Task statement
The task calls for each line of the records below in which the word "come" appears.

Task data
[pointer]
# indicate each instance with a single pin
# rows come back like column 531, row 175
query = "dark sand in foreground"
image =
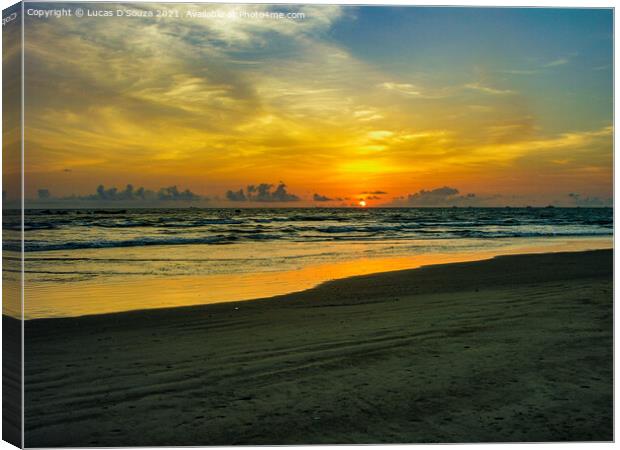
column 516, row 348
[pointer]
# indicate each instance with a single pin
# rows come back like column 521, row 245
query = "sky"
column 397, row 106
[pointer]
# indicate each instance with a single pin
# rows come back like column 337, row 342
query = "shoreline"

Expected answer
# rows come back like column 531, row 175
# rows come back like column 521, row 245
# rows come back like column 337, row 342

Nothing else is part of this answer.